# PROBLEM DETAILS
Word for word, transcribe the lines from the one containing "train windshield wiper" through the end of the entries, both included, and nothing else.

-----

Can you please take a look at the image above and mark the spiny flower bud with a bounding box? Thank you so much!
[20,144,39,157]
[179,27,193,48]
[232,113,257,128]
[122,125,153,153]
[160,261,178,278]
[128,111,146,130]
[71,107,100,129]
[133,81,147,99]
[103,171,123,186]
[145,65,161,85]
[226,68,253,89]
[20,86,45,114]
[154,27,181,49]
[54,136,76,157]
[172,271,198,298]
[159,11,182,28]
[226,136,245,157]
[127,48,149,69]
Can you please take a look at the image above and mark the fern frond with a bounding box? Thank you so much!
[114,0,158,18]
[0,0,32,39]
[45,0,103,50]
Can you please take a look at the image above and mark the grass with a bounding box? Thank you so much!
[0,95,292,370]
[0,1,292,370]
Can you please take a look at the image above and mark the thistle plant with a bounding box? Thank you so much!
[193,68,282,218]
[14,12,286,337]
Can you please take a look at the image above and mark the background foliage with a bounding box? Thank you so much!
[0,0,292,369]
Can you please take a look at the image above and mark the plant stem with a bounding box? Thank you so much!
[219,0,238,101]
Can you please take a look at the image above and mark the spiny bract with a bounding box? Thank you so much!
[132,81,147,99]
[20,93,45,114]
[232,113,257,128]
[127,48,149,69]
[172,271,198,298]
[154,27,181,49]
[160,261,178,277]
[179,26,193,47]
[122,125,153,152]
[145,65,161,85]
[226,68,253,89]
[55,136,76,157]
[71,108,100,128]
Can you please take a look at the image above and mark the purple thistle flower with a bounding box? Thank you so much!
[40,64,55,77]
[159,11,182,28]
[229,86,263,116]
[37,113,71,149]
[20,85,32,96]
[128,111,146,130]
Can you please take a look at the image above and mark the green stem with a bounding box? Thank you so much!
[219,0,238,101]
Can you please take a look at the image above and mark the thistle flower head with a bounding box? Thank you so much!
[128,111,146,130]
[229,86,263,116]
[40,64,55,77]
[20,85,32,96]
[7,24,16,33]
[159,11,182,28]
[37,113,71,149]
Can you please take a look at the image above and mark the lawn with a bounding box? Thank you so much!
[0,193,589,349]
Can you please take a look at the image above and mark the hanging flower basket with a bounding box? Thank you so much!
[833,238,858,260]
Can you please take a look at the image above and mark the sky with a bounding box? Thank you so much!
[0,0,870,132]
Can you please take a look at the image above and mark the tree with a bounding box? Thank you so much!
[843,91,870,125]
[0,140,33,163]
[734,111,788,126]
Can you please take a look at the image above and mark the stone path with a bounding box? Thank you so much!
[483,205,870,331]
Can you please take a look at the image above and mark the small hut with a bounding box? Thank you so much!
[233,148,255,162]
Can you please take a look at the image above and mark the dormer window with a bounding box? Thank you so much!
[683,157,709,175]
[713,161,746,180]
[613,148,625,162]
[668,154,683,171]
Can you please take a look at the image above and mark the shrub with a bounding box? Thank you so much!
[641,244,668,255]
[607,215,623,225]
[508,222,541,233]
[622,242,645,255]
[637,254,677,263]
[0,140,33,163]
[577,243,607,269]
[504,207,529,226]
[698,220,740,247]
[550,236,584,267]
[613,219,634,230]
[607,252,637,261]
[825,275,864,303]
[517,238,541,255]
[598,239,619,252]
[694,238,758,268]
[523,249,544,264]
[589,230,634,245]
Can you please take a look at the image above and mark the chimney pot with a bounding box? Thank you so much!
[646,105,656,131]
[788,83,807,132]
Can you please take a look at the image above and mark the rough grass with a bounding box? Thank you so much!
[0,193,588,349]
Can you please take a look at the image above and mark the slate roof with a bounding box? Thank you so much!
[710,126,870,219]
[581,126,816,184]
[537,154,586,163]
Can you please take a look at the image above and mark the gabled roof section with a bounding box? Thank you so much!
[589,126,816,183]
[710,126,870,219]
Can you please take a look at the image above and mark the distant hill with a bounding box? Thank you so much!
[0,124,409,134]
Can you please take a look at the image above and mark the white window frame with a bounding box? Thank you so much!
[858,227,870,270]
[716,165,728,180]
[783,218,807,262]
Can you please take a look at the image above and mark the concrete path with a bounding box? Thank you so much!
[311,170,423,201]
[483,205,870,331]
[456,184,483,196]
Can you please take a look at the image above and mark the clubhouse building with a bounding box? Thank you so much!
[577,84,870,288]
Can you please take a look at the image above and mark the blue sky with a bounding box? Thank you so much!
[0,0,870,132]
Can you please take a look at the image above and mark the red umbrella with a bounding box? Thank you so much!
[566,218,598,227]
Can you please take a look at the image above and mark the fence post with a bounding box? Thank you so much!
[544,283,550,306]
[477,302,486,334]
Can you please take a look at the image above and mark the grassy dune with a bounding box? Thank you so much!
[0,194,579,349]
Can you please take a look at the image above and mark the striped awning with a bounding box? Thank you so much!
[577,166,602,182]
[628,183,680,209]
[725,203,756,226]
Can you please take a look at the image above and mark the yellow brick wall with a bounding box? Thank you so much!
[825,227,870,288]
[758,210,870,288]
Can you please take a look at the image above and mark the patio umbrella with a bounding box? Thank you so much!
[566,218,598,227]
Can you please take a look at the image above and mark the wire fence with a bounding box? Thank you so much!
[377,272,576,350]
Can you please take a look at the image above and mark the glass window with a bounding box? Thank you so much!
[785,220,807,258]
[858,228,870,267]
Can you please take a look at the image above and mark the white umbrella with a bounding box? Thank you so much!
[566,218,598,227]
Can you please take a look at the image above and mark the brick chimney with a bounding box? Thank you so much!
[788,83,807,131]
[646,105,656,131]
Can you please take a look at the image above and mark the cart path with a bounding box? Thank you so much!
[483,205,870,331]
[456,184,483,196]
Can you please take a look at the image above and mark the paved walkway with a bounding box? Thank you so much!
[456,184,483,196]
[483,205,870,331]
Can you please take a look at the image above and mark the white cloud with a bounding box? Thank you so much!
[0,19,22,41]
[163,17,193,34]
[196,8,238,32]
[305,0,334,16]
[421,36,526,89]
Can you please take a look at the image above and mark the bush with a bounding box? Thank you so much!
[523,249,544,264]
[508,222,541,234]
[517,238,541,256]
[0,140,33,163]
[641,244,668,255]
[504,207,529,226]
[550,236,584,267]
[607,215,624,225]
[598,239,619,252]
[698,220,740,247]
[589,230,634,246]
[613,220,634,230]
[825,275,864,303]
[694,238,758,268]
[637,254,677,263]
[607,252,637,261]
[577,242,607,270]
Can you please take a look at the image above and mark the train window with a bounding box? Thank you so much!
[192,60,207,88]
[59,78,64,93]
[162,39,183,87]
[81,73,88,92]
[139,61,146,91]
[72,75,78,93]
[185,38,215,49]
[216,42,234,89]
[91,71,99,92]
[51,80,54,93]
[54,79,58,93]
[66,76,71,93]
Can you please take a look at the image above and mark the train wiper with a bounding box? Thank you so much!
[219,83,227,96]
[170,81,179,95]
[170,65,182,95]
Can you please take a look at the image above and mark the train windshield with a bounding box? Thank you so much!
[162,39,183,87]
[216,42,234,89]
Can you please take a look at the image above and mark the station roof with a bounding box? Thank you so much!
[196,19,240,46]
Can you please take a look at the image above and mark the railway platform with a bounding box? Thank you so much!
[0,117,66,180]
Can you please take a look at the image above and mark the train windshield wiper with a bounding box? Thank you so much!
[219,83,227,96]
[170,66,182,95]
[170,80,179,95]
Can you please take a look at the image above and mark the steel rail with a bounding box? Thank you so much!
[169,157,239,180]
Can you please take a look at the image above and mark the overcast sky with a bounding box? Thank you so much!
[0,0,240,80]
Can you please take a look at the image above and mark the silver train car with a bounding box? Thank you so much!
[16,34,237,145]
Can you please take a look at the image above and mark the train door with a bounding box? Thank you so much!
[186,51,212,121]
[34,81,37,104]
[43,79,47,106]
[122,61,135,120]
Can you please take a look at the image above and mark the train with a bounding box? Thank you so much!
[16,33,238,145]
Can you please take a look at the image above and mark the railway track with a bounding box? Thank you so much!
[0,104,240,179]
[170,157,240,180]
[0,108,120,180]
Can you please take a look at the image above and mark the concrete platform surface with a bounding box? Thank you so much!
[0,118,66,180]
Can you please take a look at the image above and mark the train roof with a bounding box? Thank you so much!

-----

# ANSWER TO THE PROBLEM
Can you please take a look at the image above and mark the train windshield wiper with a bounding box? Thank you so much!
[219,83,227,96]
[170,66,182,95]
[170,80,179,95]
Can you please take a look at the image above and mark the steel rail with a bounding box? Thank you so much!
[169,157,239,180]
Can you please take a look at the image above and mark the overcast sky with a bounding box? Thank you so much!
[0,0,240,80]
Can you please take a look at the image above and mark the silver train car with a bounding box? Thank you so much!
[16,34,237,145]
Can you please take a look at the image above and mark the train door with a bounding box? Thank you so much!
[186,51,212,121]
[34,81,37,104]
[43,79,47,106]
[122,61,135,120]
Can you please take a look at the image above and mark the train with a bounding box? Thank you so much!
[16,33,238,145]
Can you please take a look at the image above and mark the railway track with a bounding box? Thank you so much!
[0,104,240,179]
[170,157,240,180]
[0,108,120,180]
Can you please take a look at the image above and mark the concrete platform surface with a bounding box? Thank you so much!
[0,118,66,180]
Can you please take a look at the image above and mark the train roof with a bounding box? Thank you so much!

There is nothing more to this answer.